**The records:**
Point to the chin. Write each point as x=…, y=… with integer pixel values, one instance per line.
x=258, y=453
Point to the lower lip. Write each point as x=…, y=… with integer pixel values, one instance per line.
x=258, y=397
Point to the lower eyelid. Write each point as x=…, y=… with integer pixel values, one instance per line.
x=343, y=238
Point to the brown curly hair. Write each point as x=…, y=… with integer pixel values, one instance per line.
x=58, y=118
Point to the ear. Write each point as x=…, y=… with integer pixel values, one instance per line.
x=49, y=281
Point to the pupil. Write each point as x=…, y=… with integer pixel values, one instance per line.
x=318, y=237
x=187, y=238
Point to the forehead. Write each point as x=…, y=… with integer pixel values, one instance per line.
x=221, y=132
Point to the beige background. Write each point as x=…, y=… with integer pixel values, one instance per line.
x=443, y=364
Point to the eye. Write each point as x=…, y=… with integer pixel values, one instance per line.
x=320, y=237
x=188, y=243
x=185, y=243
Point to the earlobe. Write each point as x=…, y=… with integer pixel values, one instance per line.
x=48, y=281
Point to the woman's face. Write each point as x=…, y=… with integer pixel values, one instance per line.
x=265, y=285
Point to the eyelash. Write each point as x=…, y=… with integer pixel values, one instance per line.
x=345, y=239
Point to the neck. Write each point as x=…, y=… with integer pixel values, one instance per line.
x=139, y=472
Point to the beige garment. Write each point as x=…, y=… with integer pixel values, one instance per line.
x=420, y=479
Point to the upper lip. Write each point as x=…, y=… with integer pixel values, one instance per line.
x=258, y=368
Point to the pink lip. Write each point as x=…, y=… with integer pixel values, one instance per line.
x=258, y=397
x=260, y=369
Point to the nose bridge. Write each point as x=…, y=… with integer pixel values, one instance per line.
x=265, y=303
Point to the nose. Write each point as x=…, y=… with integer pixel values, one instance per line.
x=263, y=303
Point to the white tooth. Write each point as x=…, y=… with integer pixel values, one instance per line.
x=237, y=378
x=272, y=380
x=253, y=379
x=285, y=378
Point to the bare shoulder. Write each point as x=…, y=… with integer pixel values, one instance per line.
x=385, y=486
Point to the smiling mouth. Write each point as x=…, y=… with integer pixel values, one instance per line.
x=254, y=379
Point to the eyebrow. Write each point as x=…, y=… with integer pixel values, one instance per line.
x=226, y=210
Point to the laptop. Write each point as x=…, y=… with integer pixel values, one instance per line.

**Stated goal:** Extract every line of the listing above and reproduce each one verbatim, in its original order.

**Solution for this problem:**
Point to the chin. Write each point as x=…, y=… with integer pixel values, one instance per line.
x=258, y=453
Point to the lower lip. Write each point as x=…, y=… with integer pixel values, one instance per line.
x=258, y=397
Point to the lower eyelid. Write each point as x=…, y=… with integer pixel values, one instance per line.
x=343, y=238
Point to the brown curly hair. Write each point as x=…, y=… with integer pixel values, one instance per line.
x=58, y=118
Point to the ear. Write each point as x=…, y=… with integer pixel values, one instance per line.
x=49, y=281
Point to the pupil. Write each point as x=…, y=… with integer pixel values, one instance per line.
x=318, y=237
x=187, y=238
Point to the forehead. Write each point as x=…, y=… with integer pixel values, one instance per line.
x=221, y=132
Point to the beige background. Write each point as x=…, y=… with integer pixel values, one instance per line.
x=443, y=364
Point to the eye. Write each point as x=…, y=… with integer pixel values, one instance per line.
x=320, y=237
x=188, y=243
x=185, y=243
Point to the earlobe. Write each point as x=…, y=… with integer pixel values, one instance per line.
x=48, y=281
Point to the woman's face. Write each point as x=…, y=… with integer pixel values, one instance per line.
x=265, y=285
Point to the eyelash. Write each point as x=…, y=… with integer pixel values, one instance per line.
x=345, y=239
Point to the neck. Write each point as x=…, y=… with integer pixel values, one instance per line.
x=139, y=472
Point to the beige garment. Write each point as x=…, y=… with integer pixel values, one instance per line.
x=420, y=479
Point to the upper lip. Write each point as x=…, y=… with integer pixel values, one instance per line.
x=258, y=368
Point to the pink lip. Write each point as x=…, y=… with integer pixel values, one instance per line.
x=258, y=397
x=260, y=369
Point to the nose bridge. Write each point as x=…, y=… with integer pixel values, one instance per line.
x=265, y=303
Point to the nose. Write each point as x=…, y=… with integer pixel values, one instance per line.
x=263, y=303
Point to the white tooth. Write each point as x=…, y=… with integer pixel values, one instance per line.
x=237, y=378
x=272, y=380
x=253, y=379
x=285, y=378
Point to the bare shoulder. Write each point as x=…, y=… with integer pixel values, one instance per line.
x=385, y=486
Point to the smiling mouth. Write each point as x=…, y=… with integer pixel values, one instance per line.
x=254, y=379
Point to the eyebrow. Write each point as x=…, y=… with integer pixel values, one instance per line.
x=226, y=210
Point to the laptop. Write each point as x=…, y=… with integer pixel values, one instance per line.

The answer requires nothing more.